WHAT YOU ARE ASKED TO DO ▸ Write out the entries, please, from the line containing "Target: man's head" through their final line, exactly and with nothing else.

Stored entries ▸
++++++
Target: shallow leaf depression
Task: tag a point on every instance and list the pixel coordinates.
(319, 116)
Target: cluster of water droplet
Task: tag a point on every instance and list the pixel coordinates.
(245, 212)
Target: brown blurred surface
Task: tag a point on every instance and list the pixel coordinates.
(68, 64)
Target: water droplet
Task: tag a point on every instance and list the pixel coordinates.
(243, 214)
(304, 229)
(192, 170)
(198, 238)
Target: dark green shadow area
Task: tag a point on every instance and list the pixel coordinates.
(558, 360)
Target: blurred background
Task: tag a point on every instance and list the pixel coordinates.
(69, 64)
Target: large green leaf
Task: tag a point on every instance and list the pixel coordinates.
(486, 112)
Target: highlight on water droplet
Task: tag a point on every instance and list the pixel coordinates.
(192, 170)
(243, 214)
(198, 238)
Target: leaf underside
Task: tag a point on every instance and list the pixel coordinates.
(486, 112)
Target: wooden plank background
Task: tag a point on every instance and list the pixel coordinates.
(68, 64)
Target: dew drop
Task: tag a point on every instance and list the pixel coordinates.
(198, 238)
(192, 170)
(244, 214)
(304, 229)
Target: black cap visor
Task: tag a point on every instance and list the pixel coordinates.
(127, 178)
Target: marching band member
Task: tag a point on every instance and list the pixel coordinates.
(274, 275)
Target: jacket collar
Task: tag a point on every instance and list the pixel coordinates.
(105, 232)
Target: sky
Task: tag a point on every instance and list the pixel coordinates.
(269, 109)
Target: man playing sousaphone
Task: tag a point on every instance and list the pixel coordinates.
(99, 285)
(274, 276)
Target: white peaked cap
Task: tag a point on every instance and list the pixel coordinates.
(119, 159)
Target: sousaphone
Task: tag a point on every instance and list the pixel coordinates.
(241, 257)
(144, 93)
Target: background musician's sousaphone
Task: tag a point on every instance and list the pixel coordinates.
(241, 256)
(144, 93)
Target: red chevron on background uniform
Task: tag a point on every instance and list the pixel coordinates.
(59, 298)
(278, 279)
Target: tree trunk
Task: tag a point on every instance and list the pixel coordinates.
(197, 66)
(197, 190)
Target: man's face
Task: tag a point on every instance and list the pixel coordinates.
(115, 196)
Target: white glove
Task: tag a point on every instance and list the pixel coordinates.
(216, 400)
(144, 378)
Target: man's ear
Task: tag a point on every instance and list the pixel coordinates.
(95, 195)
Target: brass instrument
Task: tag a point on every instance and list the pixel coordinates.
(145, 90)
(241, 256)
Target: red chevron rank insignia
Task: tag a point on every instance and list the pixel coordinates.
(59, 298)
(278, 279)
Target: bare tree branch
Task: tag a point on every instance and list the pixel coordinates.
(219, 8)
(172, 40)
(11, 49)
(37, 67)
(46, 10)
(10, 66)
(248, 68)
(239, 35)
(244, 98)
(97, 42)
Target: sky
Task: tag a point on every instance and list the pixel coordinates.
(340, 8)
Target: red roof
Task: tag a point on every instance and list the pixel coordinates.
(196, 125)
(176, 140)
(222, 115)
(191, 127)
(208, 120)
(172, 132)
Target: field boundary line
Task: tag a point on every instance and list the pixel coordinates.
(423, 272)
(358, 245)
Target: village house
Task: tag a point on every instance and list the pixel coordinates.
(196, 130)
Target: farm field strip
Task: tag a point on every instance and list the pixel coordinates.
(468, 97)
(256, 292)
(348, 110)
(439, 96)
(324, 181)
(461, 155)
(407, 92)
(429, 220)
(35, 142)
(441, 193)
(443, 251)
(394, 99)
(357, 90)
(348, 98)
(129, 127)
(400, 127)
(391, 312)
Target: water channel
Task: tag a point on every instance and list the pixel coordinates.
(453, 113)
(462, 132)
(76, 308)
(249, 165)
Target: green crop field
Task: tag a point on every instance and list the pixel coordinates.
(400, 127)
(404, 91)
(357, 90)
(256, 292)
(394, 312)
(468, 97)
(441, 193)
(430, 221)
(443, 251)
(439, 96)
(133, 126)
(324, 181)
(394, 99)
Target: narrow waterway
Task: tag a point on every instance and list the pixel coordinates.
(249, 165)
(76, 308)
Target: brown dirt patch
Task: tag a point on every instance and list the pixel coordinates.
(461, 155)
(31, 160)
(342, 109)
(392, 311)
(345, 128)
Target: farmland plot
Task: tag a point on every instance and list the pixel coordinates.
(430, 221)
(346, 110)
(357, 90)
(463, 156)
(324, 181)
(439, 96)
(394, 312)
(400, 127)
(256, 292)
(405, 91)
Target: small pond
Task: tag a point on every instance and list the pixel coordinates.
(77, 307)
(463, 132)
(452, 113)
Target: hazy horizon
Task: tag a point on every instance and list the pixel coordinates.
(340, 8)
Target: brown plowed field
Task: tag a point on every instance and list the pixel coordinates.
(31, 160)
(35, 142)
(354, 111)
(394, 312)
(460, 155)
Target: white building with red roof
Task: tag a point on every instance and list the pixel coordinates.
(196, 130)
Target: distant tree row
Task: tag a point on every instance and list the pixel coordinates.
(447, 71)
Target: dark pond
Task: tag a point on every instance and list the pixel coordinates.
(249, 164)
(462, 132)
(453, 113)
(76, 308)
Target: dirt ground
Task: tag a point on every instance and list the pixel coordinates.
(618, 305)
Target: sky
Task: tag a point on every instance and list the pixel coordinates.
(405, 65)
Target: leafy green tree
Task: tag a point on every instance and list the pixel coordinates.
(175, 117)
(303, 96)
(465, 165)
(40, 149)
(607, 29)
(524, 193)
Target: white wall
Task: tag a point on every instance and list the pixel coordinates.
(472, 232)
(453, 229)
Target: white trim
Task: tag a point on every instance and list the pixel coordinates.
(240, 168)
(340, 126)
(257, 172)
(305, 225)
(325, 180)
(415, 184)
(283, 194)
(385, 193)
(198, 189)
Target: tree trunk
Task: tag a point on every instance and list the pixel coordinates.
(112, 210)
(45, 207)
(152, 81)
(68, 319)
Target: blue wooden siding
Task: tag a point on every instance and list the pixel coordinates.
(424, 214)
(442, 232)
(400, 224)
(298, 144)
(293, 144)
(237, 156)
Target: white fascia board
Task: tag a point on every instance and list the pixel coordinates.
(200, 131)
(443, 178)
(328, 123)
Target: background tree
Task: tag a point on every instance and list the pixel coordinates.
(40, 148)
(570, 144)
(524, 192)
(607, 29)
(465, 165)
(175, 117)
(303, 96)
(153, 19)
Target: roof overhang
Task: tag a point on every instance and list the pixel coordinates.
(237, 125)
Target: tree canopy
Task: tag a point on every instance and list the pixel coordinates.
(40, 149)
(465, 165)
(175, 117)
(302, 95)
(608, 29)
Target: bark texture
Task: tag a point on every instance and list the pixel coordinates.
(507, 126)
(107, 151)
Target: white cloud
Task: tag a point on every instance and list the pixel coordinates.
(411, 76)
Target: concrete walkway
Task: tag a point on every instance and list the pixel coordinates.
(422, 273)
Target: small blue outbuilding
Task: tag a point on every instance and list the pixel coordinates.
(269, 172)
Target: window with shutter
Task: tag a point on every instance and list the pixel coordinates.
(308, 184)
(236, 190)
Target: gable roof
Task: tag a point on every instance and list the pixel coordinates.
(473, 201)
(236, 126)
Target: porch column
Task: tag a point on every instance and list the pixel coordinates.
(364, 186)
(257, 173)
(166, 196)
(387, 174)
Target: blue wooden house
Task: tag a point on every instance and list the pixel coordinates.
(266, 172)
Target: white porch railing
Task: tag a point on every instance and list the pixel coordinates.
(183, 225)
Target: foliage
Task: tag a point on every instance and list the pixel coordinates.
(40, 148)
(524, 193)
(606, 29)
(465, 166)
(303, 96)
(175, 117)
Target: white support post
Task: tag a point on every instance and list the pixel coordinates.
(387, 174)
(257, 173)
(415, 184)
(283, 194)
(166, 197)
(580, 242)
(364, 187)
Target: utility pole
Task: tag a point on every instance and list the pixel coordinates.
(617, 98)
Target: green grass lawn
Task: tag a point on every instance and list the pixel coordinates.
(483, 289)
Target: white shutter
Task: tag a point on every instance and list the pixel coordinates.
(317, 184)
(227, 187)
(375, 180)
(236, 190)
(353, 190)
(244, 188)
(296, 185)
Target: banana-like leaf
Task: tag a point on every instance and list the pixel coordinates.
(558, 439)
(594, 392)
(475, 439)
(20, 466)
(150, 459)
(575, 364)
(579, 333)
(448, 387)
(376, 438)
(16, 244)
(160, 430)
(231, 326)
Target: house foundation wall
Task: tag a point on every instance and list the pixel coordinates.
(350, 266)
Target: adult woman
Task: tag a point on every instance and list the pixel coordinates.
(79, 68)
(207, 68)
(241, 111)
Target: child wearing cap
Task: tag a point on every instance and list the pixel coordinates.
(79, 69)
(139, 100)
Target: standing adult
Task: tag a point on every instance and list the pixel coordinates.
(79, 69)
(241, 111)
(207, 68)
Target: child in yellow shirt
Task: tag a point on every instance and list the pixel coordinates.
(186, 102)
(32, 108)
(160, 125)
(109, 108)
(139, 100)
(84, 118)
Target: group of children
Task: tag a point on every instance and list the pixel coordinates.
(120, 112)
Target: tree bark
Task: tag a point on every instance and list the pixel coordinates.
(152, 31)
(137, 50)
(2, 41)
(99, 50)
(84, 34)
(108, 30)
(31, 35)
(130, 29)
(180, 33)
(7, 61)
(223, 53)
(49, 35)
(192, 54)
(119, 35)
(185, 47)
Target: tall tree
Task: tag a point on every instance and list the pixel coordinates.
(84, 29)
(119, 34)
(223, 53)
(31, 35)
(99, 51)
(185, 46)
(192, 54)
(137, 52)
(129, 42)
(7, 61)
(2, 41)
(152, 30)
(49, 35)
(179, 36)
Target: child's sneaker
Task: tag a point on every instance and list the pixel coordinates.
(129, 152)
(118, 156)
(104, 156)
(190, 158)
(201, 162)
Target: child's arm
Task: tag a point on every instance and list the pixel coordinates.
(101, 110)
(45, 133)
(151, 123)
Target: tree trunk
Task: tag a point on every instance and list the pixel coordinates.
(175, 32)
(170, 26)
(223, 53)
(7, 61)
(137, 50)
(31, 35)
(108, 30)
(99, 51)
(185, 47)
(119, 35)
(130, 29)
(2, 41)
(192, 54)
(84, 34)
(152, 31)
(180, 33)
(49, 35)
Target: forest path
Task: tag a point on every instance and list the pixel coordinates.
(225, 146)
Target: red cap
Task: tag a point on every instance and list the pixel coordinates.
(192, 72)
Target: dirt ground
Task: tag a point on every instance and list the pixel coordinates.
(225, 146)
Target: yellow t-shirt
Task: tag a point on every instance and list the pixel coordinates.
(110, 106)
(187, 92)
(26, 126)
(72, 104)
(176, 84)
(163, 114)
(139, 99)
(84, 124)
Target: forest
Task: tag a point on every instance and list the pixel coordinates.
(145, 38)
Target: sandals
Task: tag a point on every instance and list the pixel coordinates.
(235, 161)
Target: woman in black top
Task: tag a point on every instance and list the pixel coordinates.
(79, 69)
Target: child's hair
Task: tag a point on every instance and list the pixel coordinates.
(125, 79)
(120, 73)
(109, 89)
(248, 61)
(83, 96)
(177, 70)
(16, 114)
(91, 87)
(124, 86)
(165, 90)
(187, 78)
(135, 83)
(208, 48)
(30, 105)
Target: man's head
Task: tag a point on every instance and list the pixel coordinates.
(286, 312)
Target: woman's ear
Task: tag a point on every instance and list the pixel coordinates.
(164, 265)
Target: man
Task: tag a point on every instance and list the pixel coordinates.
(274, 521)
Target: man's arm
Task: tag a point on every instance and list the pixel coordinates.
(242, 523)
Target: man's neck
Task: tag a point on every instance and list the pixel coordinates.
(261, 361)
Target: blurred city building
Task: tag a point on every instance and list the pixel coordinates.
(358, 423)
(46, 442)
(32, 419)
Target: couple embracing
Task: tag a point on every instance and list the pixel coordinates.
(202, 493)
++++++
EXERCISE SOLUTION ▸
Target: man's head
Task: tag a point on every instance and list the pixel coordinates.
(286, 312)
Target: woman's ear
Task: tag a point on every instance and list the pixel coordinates.
(164, 265)
Target: man
Task: tag a point on every instance and list the pixel coordinates.
(274, 521)
Target: man's arm
Task: tag a point on every instance and list the pixel coordinates.
(242, 523)
Target: man's neck
Task: tag a point on every instance and list the pixel coordinates.
(261, 361)
Target: blurred city building
Task: tag a point on every instance and list the pixel coordinates.
(358, 423)
(46, 442)
(32, 419)
Target: couple embracing
Task: tag a point on every instance and list the pixel coordinates.
(202, 493)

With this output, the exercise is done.